EXERCISE: Please set down each of the lines below once more, exactly, omitting all pictures.

INFORMATION SUPPLIED:
'''

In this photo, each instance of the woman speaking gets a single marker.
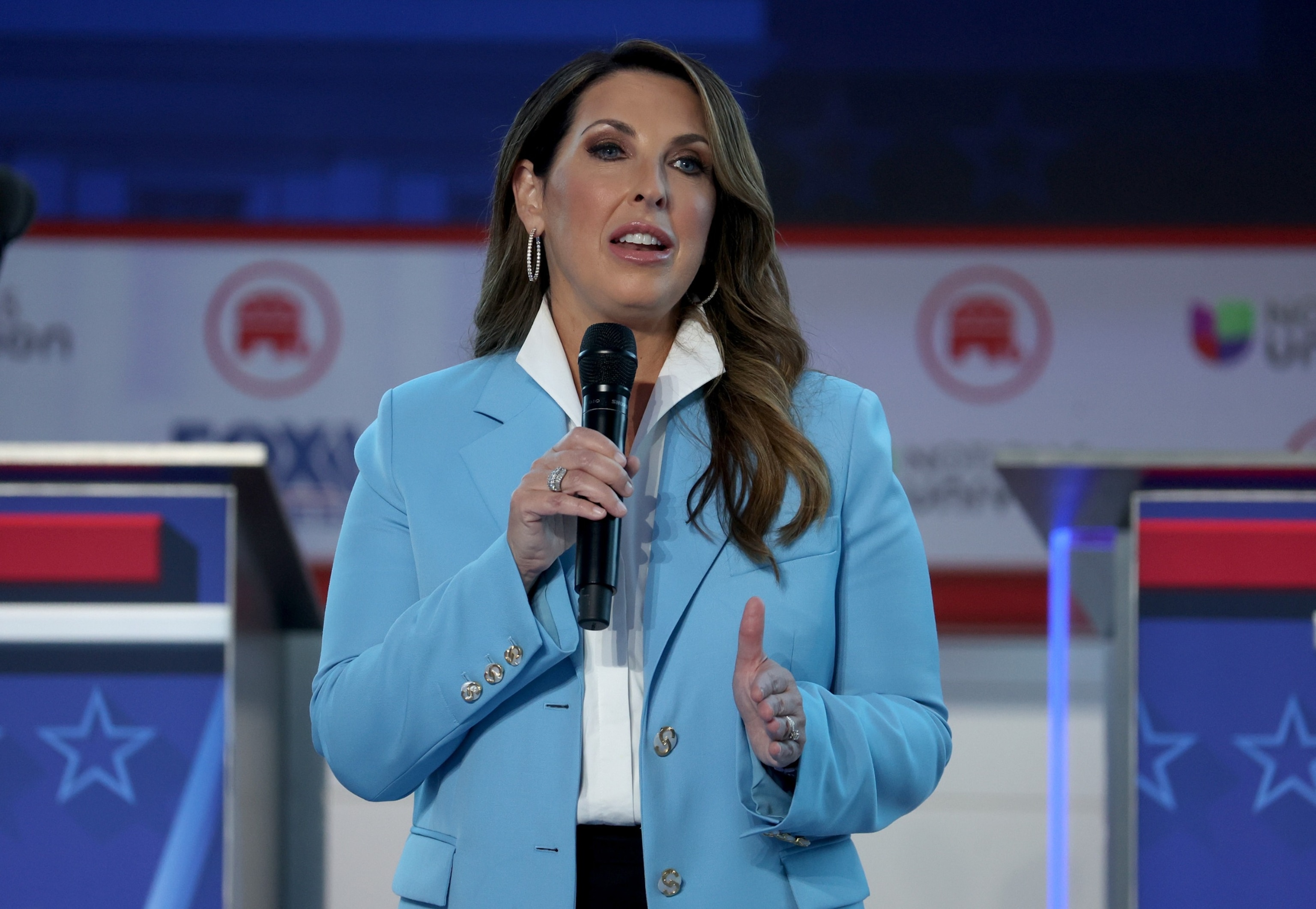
(769, 680)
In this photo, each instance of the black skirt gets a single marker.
(610, 867)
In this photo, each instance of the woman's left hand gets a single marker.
(766, 694)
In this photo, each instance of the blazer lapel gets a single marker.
(531, 423)
(682, 554)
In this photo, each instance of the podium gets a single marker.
(157, 644)
(1201, 570)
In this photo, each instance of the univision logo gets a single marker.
(1222, 333)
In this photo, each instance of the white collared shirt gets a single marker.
(615, 658)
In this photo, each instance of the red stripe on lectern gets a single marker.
(1220, 553)
(81, 549)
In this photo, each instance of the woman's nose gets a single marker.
(653, 190)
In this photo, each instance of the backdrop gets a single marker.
(1160, 341)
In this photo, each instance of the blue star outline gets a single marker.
(1175, 744)
(1255, 746)
(77, 778)
(985, 148)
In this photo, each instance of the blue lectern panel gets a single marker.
(1227, 763)
(197, 529)
(111, 781)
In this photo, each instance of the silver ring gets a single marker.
(556, 479)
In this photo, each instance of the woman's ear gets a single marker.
(528, 191)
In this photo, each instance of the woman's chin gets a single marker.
(637, 307)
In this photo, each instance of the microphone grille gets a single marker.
(607, 356)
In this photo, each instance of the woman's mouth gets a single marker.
(641, 244)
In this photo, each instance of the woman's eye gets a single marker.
(689, 165)
(607, 150)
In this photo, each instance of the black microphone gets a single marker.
(18, 206)
(607, 371)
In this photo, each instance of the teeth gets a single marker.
(643, 240)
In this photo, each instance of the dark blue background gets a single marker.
(989, 112)
(1219, 679)
(96, 850)
(200, 520)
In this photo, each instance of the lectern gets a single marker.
(1201, 569)
(157, 641)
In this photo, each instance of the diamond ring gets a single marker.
(556, 479)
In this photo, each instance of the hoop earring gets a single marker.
(537, 250)
(711, 295)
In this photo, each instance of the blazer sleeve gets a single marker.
(877, 740)
(386, 706)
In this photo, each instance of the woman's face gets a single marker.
(628, 202)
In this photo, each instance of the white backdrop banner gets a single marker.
(969, 348)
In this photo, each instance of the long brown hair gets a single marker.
(756, 445)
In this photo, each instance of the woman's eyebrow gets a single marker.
(616, 124)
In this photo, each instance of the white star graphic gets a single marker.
(75, 778)
(1255, 746)
(1175, 744)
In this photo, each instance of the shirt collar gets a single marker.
(693, 362)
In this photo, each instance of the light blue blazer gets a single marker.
(425, 595)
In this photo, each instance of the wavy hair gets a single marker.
(756, 444)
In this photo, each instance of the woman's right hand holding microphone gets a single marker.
(541, 523)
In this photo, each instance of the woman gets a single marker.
(769, 685)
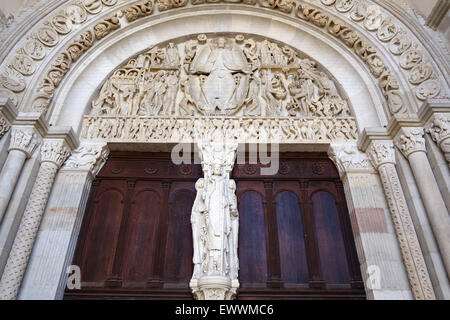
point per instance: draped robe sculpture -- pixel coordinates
(215, 223)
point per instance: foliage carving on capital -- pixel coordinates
(55, 152)
(440, 133)
(88, 157)
(381, 153)
(439, 129)
(4, 126)
(411, 140)
(23, 139)
(348, 158)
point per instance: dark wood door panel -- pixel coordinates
(136, 237)
(295, 239)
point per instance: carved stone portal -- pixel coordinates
(221, 76)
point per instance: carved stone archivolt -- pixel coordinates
(400, 44)
(42, 40)
(371, 16)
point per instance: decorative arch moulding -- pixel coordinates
(409, 54)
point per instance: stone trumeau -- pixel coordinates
(351, 95)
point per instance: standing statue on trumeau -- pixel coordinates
(219, 78)
(215, 216)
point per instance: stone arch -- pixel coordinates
(146, 10)
(99, 32)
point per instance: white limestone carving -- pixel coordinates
(53, 155)
(215, 221)
(23, 139)
(439, 130)
(382, 156)
(88, 157)
(220, 77)
(411, 140)
(4, 126)
(348, 158)
(428, 90)
(148, 129)
(13, 80)
(76, 13)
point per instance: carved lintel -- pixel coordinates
(381, 152)
(411, 140)
(348, 159)
(88, 157)
(187, 130)
(23, 139)
(55, 152)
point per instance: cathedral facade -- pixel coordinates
(225, 149)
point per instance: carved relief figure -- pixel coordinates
(222, 76)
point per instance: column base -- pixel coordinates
(214, 288)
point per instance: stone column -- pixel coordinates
(22, 145)
(411, 143)
(46, 276)
(4, 126)
(382, 156)
(382, 267)
(215, 224)
(440, 133)
(53, 154)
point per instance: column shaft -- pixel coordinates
(433, 202)
(23, 243)
(8, 178)
(416, 269)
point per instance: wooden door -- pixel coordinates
(136, 239)
(295, 240)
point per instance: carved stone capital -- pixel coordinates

'''

SOLUTION FOR THIS TASK:
In this photo, each instance of the woman speaking gets a single marker.
(769, 680)
In this photo, each instance of the black skirt gets a single marker.
(610, 867)
In this photo, each instance of the woman's left hand gets a single marker.
(766, 694)
In this photo, each instance of the blazer lapel gets a single marker.
(531, 423)
(682, 554)
In this photo, each instance of the podium gets a single marker.
(157, 644)
(1201, 570)
In this photo, each instance of the univision logo gets a single marker.
(1222, 333)
In this photo, each instance of the white collared shirt gets a single marker.
(615, 658)
In this photo, each instance of the red stripe on lectern gets a single marker.
(1220, 553)
(81, 549)
In this photo, each instance of the woman's nose gets a single marker.
(653, 190)
In this photo, each instance of the backdrop gets a single marker.
(1160, 341)
In this photo, each instance of the blue star outline gets a single marker.
(1175, 744)
(1255, 746)
(77, 778)
(985, 148)
In this photo, each instance of the blue lectern panel gets a single marker.
(1227, 763)
(197, 529)
(111, 781)
In this photo, each instance of the silver ring gets a single marker.
(556, 479)
In this photo, each instance of the woman's ear gets a single marker.
(528, 191)
In this photo, each instance of the woman's chin gets a single marker.
(637, 307)
In this photo, each instance of the microphone grille gets a single marker.
(607, 356)
In this photo, each instance of the woman's mouth gets a single marker.
(641, 244)
In this photo, each instance of the woman's eye gets a single marker.
(689, 165)
(607, 150)
In this photo, each instance of the black microphone gets a single marker.
(18, 206)
(607, 371)
In this photo, each instance of the teeth gets a single marker.
(643, 240)
In this photo, each instance of the dark blue background gets a single marker.
(989, 112)
(1219, 679)
(96, 850)
(200, 520)
In this photo, each instance of the lectern gets a single marker.
(1201, 569)
(157, 641)
In this photo, each instance of the diamond ring gets a single marker.
(556, 479)
In this photo, each instance of the hoop earring gets a single marker.
(537, 250)
(711, 295)
In this photo, each instance of the blazer sleeve gets a single marker.
(877, 740)
(386, 706)
In this photo, each instance of the woman's face gets a single marker.
(628, 202)
In this photo, each instance of the white backdrop banner gets a single marker.
(969, 348)
In this photo, each instance of the long brown hair gets a single marker.
(756, 445)
In this photo, each instance of the woman's eyebrow gets a single marker.
(616, 124)
In this photo, each instance of the white star graphic gets a single marker.
(75, 778)
(1255, 746)
(1175, 744)
In this photo, each instance of the shirt collar gets a single marker.
(693, 362)
In this photo, each instance of the light blue blazer gets a single marker.
(425, 595)
In this photo, each instance of the wavy hair gets a single marker.
(756, 444)
In this photo, each instance of the woman's right hand holding microphone gets a single marker.
(541, 523)
In this photo, each instance of the woman gets a single marker.
(769, 685)
point per instance: draped robe sculpture -- pixel coordinates
(215, 223)
point per instance: foliage carving on capital -- pixel coordinates
(55, 152)
(440, 133)
(88, 157)
(381, 153)
(439, 129)
(4, 126)
(411, 140)
(23, 139)
(348, 158)
point per instance: dark wood door panel -- pixel coordinates
(136, 237)
(295, 239)
point per instance: carved stone portal -- pixel coordinates
(221, 76)
point per instance: carved stone archivolt -- pixel coordinates
(400, 44)
(42, 40)
(371, 16)
point per instance: decorative arch moulding -- pixel coordinates
(409, 54)
point per instance: stone trumeau -- pixel coordinates
(351, 95)
point per instance: standing statue on trumeau -- pixel coordinates
(219, 78)
(215, 216)
point per instance: stone arch -- pixel coordinates
(146, 10)
(99, 32)
point per instance: white limestone carving -- pixel coordinates
(53, 155)
(215, 221)
(23, 139)
(439, 130)
(382, 156)
(88, 157)
(220, 77)
(411, 140)
(4, 126)
(348, 158)
(428, 90)
(148, 129)
(13, 80)
(76, 13)
point per instance: carved lintel -- pixel coordinates
(381, 152)
(411, 140)
(348, 159)
(88, 157)
(187, 130)
(23, 139)
(55, 152)
point per instance: cathedral facade -- pixel coordinates
(225, 149)
point per instance: carved relief figure -- pixel coordinates
(222, 76)
point per instance: column base -- pixel coordinates
(214, 288)
point per instance: stone column -- pixel coordinates
(22, 145)
(411, 143)
(46, 276)
(4, 126)
(382, 156)
(382, 267)
(215, 224)
(440, 133)
(53, 154)
point per instance: column shaft -- pixel coordinates
(433, 202)
(23, 243)
(8, 178)
(416, 269)
point per instance: wooden door -- pixel coordinates
(136, 239)
(295, 240)
point per instance: carved stone capital -- pixel coordinates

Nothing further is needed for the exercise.